- GIVEN TASK -
Rewrite the records below as a JSON list of strings, one string per line and blank lines omitted, covering only the lines from the one containing "Find the basketball" up to and including the one containing "[[[175,15],[175,0],[127,0],[127,15]]]".

--- START RECORDS FOR THE EXERCISE ---

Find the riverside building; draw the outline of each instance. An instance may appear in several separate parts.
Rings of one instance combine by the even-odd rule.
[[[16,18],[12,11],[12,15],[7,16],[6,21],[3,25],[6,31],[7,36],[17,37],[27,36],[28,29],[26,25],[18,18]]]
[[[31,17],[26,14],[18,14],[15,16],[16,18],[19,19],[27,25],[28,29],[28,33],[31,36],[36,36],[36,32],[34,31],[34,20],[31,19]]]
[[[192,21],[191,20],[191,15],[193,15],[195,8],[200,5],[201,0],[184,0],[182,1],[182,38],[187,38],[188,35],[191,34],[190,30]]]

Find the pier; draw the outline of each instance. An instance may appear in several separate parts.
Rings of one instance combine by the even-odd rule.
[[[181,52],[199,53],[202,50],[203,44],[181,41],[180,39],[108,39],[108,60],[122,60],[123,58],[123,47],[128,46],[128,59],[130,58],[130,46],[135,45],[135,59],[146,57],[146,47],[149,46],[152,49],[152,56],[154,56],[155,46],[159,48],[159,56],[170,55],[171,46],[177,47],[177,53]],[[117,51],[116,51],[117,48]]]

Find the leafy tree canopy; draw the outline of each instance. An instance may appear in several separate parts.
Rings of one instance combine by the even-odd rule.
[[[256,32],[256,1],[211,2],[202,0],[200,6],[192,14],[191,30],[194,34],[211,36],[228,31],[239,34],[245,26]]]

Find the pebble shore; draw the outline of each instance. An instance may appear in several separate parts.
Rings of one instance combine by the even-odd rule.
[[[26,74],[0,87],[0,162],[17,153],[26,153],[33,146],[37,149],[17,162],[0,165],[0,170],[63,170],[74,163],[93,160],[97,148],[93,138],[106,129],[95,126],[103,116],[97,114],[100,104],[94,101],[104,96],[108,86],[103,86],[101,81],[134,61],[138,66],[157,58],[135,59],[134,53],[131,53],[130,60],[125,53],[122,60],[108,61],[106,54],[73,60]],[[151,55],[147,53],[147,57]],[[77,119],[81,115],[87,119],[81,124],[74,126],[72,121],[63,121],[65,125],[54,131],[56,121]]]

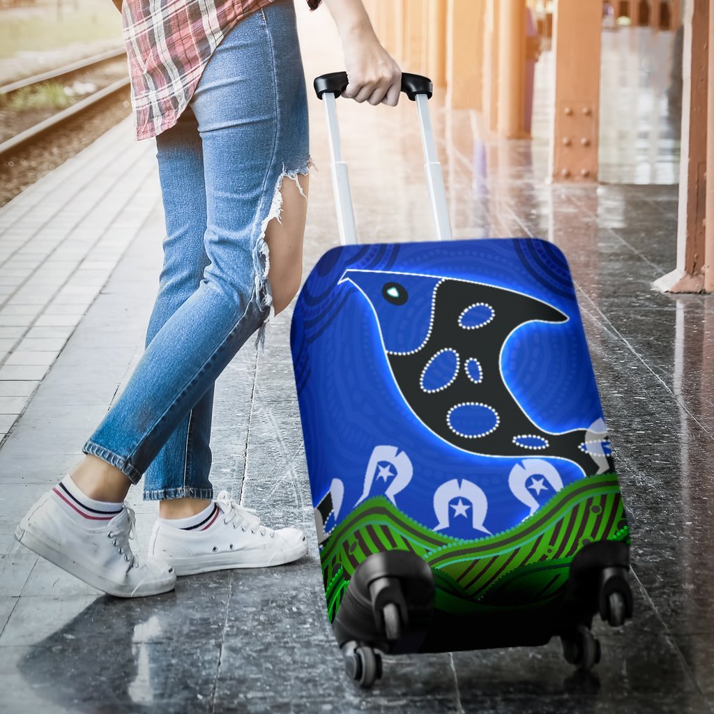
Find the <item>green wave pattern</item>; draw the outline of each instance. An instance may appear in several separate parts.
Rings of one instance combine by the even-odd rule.
[[[436,607],[450,613],[531,609],[562,592],[575,553],[590,542],[629,543],[617,474],[566,486],[508,531],[476,540],[436,533],[388,499],[366,501],[331,533],[321,552],[330,620],[355,569],[384,550],[411,550],[431,566]]]

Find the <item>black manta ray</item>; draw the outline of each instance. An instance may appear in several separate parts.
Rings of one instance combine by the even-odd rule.
[[[377,319],[392,376],[419,420],[448,443],[486,456],[567,458],[585,476],[611,470],[604,423],[538,428],[511,393],[503,347],[528,322],[565,323],[530,296],[461,278],[349,269]]]

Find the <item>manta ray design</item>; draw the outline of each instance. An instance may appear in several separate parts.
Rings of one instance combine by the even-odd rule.
[[[567,322],[564,313],[523,293],[460,278],[351,268],[339,281],[346,281],[372,308],[402,396],[438,436],[485,456],[567,458],[586,476],[612,468],[604,428],[539,428],[501,372],[515,330]]]

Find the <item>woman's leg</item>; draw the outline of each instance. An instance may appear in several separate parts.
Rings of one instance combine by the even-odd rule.
[[[159,293],[146,330],[148,347],[166,321],[198,289],[209,260],[206,254],[206,184],[198,123],[188,107],[178,121],[156,137],[156,159],[166,217],[164,267]],[[196,501],[205,508],[213,498],[211,418],[213,386],[174,431],[144,474],[144,498],[170,491],[179,503]],[[185,506],[186,504],[182,504]]]
[[[294,16],[293,26],[281,18],[293,12],[289,0],[280,0],[239,23],[216,50],[192,100],[202,139],[210,263],[83,448],[133,483],[268,313],[272,286],[263,272],[263,243],[280,213],[275,193],[283,187],[287,195],[291,188],[286,176],[296,181],[307,172],[306,101]],[[283,208],[289,226],[287,204]],[[303,208],[301,227],[303,220]],[[279,260],[281,253],[296,254],[296,242],[286,244],[286,233],[271,227],[268,236],[276,246],[276,273],[293,276],[292,285],[277,290],[283,301],[299,285],[299,273],[295,278],[294,268],[291,273]],[[156,497],[175,493],[166,488]]]

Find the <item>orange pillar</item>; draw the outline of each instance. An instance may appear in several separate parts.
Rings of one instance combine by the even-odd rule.
[[[670,17],[672,19],[670,29],[673,32],[676,32],[682,24],[681,0],[672,0],[670,4]]]
[[[394,0],[382,0],[383,9],[382,14],[384,19],[382,23],[382,31],[384,36],[381,37],[382,44],[384,45],[387,51],[394,54],[394,46],[396,44],[395,35],[396,34],[396,8]]]
[[[483,31],[483,106],[490,131],[498,129],[498,16],[500,0],[486,0]]]
[[[437,86],[446,86],[448,0],[428,0],[426,74]]]
[[[708,293],[714,293],[714,127],[712,126],[712,119],[714,119],[714,46],[711,44],[713,38],[714,38],[714,1],[709,6],[710,45],[707,78],[708,85],[707,116],[710,117],[707,131],[707,176],[710,180],[707,181],[706,185],[704,289]]]
[[[556,0],[550,176],[597,181],[602,0]]]
[[[705,229],[707,200],[708,85],[710,0],[690,0],[685,6],[682,60],[682,138],[679,179],[677,267],[655,286],[673,293],[698,293],[705,288],[705,265],[710,233]],[[709,233],[708,235],[708,233]],[[711,243],[708,243],[710,246]]]
[[[433,2],[433,0],[429,0]],[[483,0],[448,0],[446,27],[447,102],[480,109]]]
[[[501,0],[498,21],[498,134],[521,139],[525,129],[526,0]]]
[[[404,6],[404,69],[417,74],[425,69],[422,62],[422,18],[425,11],[425,0],[407,0]]]

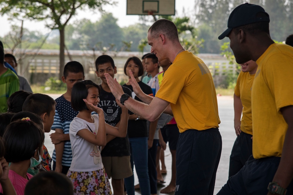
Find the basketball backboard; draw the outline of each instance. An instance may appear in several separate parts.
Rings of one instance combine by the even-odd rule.
[[[175,15],[175,0],[127,0],[127,15]]]

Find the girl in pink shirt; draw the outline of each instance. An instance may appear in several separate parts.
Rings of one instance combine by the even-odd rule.
[[[11,162],[8,177],[18,195],[24,194],[26,183],[33,176],[27,173],[29,168],[40,163],[45,135],[40,125],[24,118],[7,126],[3,135],[4,157]],[[0,186],[0,192],[3,192]]]

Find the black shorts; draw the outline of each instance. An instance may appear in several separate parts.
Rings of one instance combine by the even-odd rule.
[[[275,156],[255,159],[251,156],[245,166],[229,178],[217,194],[266,194],[268,186],[272,181],[280,159]],[[287,188],[286,194],[293,194],[293,181]]]
[[[175,194],[213,194],[222,151],[218,128],[180,133],[176,151]]]
[[[230,155],[229,177],[238,173],[252,155],[252,137],[242,132],[236,138]]]
[[[164,141],[169,142],[169,147],[170,150],[176,150],[177,143],[179,139],[179,132],[177,125],[176,124],[166,125],[161,129],[161,132]]]

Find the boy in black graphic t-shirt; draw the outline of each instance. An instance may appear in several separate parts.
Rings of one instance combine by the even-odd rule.
[[[105,120],[108,124],[119,126],[122,110],[111,93],[104,75],[108,73],[113,78],[117,73],[114,61],[111,57],[103,55],[96,61],[96,73],[102,81],[100,101],[98,106],[104,111]],[[123,87],[124,93],[131,95],[131,92]],[[112,178],[112,185],[115,194],[124,193],[124,180],[132,175],[130,163],[130,147],[128,137],[116,137],[107,135],[107,144],[101,153],[106,172],[110,179]]]

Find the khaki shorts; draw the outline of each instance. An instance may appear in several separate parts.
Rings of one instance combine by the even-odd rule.
[[[102,161],[109,179],[120,180],[133,174],[130,156],[102,156]]]

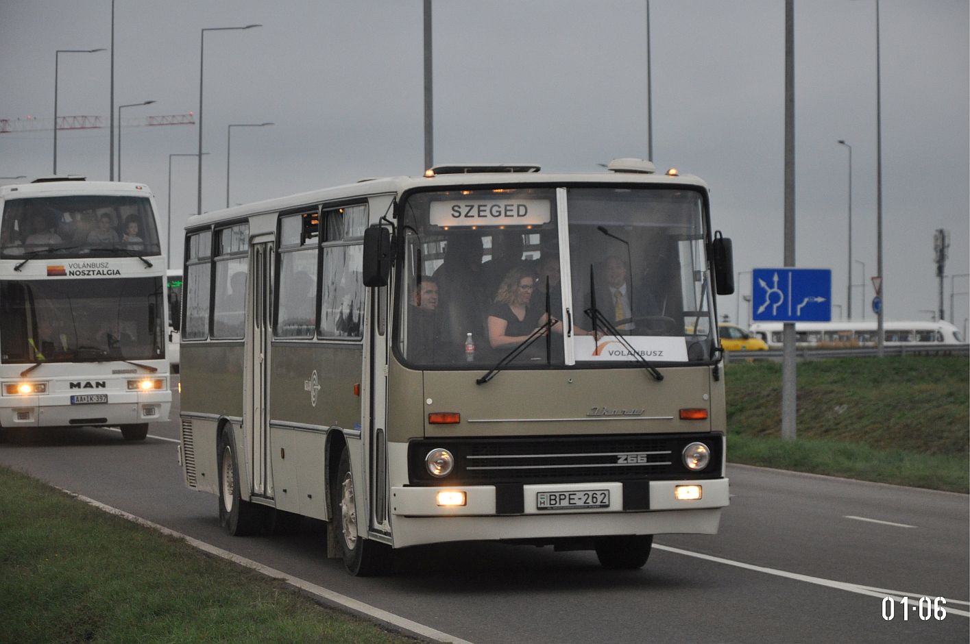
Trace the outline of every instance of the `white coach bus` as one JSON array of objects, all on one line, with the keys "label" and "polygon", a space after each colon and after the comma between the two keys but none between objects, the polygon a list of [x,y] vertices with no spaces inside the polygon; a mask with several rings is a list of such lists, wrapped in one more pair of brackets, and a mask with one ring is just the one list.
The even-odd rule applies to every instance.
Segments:
[{"label": "white coach bus", "polygon": [[0,428],[110,426],[141,440],[168,420],[155,211],[138,183],[0,187]]},{"label": "white coach bus", "polygon": [[[795,345],[805,349],[844,349],[876,346],[878,322],[798,322],[794,325]],[[755,322],[751,334],[763,339],[769,348],[785,346],[784,323]],[[883,337],[886,346],[912,346],[915,348],[963,344],[966,338],[959,330],[947,322],[885,322]]]},{"label": "white coach bus", "polygon": [[733,283],[700,179],[439,167],[194,216],[185,258],[180,459],[231,533],[321,519],[367,575],[717,531]]}]

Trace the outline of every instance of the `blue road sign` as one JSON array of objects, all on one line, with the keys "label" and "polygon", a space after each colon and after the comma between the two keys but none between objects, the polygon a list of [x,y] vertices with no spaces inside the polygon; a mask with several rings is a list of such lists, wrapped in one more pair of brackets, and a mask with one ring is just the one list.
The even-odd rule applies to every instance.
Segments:
[{"label": "blue road sign", "polygon": [[756,322],[832,319],[832,272],[828,269],[755,269],[751,293]]}]

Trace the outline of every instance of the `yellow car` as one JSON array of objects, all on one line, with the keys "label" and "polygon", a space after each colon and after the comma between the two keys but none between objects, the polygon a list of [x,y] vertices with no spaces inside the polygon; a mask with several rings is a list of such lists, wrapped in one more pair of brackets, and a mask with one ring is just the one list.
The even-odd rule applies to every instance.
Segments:
[{"label": "yellow car", "polygon": [[721,346],[725,351],[767,351],[764,340],[753,338],[747,331],[733,324],[719,324]]}]

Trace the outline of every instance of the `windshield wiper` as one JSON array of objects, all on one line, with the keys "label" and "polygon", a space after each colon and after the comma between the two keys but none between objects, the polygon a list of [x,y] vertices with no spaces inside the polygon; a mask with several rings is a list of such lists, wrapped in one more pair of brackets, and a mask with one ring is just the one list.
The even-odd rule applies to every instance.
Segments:
[{"label": "windshield wiper", "polygon": [[[488,372],[485,373],[485,375],[476,379],[475,384],[482,385],[491,380],[492,378],[494,378],[499,371],[501,371],[505,368],[506,365],[508,365],[510,362],[518,358],[523,351],[525,351],[526,349],[528,349],[530,346],[533,345],[533,342],[541,338],[543,331],[545,331],[546,334],[552,333],[553,325],[557,324],[559,320],[555,320],[552,317],[547,317],[545,324],[534,330],[533,333],[529,334],[529,336],[524,340],[516,344],[512,348],[512,350],[506,353],[505,356],[501,360],[500,360],[495,367],[490,369]],[[548,361],[548,356],[546,360]]]},{"label": "windshield wiper", "polygon": [[102,252],[102,253],[114,252],[115,250],[120,250],[121,252],[128,255],[128,257],[137,257],[143,262],[145,262],[145,268],[146,269],[150,269],[152,266],[154,266],[154,264],[145,259],[145,255],[140,255],[137,252],[133,251],[132,249],[125,248],[124,246],[114,246],[112,248],[90,248],[89,250],[91,250],[92,252]]},{"label": "windshield wiper", "polygon": [[44,364],[44,361],[42,360],[41,362],[34,364],[33,367],[28,367],[27,369],[23,370],[22,371],[20,371],[20,377],[22,378],[23,376],[27,375],[27,373],[30,373],[31,371],[33,371],[35,369],[37,369],[38,367],[40,367],[43,364]]},{"label": "windshield wiper", "polygon": [[19,273],[20,269],[23,268],[24,264],[26,264],[30,260],[34,259],[35,257],[43,253],[49,253],[55,250],[74,250],[78,246],[48,246],[47,248],[32,250],[29,253],[27,253],[27,257],[22,262],[18,263],[16,266],[14,267],[14,270]]},{"label": "windshield wiper", "polygon": [[650,375],[654,376],[654,380],[659,382],[663,379],[663,374],[657,370],[657,368],[654,367],[650,361],[641,356],[640,353],[633,348],[633,345],[630,343],[630,340],[628,340],[625,336],[621,335],[620,331],[613,326],[613,323],[606,319],[606,316],[599,312],[599,309],[597,308],[597,284],[596,277],[593,274],[592,264],[590,265],[590,307],[583,312],[586,313],[591,320],[593,320],[594,339],[596,339],[598,335],[598,324],[602,324],[603,328],[609,332],[609,335],[620,340],[620,343],[623,344],[624,348],[626,348],[630,355],[635,357],[636,360],[643,365],[643,368],[647,370],[647,372],[650,373]]},{"label": "windshield wiper", "polygon": [[[90,358],[88,358],[87,360],[82,360],[81,352],[84,352],[84,353],[86,353],[88,355],[90,355],[90,354],[94,354],[94,355],[91,356]],[[100,347],[97,347],[97,346],[89,346],[89,345],[79,346],[77,348],[77,350],[75,350],[74,356],[75,356],[75,358],[77,358],[79,360],[82,360],[82,362],[97,362],[97,363],[103,363],[103,362],[123,362],[123,363],[127,363],[129,365],[134,365],[135,367],[139,367],[141,369],[144,369],[146,371],[148,371],[149,373],[154,373],[155,371],[158,370],[157,368],[152,367],[150,365],[143,365],[142,363],[132,362],[130,360],[125,360],[124,358],[114,358],[114,357],[109,356],[108,355],[108,351],[106,351],[105,349],[102,349]]]}]

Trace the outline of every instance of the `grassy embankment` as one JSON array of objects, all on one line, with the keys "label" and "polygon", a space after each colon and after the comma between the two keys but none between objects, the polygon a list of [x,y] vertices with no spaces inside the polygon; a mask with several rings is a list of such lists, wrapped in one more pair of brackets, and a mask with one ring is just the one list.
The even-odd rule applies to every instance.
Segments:
[{"label": "grassy embankment", "polygon": [[800,362],[797,436],[786,441],[781,364],[731,357],[725,370],[729,462],[967,493],[967,358]]},{"label": "grassy embankment", "polygon": [[0,489],[0,641],[414,641],[22,474]]}]

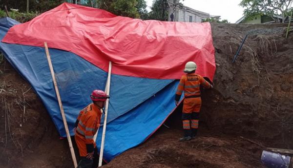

--- END RECORDS FOR THE EXERCISE ---

- REPLY TO THE TASK -
[
  "Find the basketball backboard; draw the outline of each instance. An instance may appear in several separate parts.",
  "Rings of one instance combine by the even-odd rule.",
  "[[[175,15],[175,0],[127,0],[127,15]]]"
]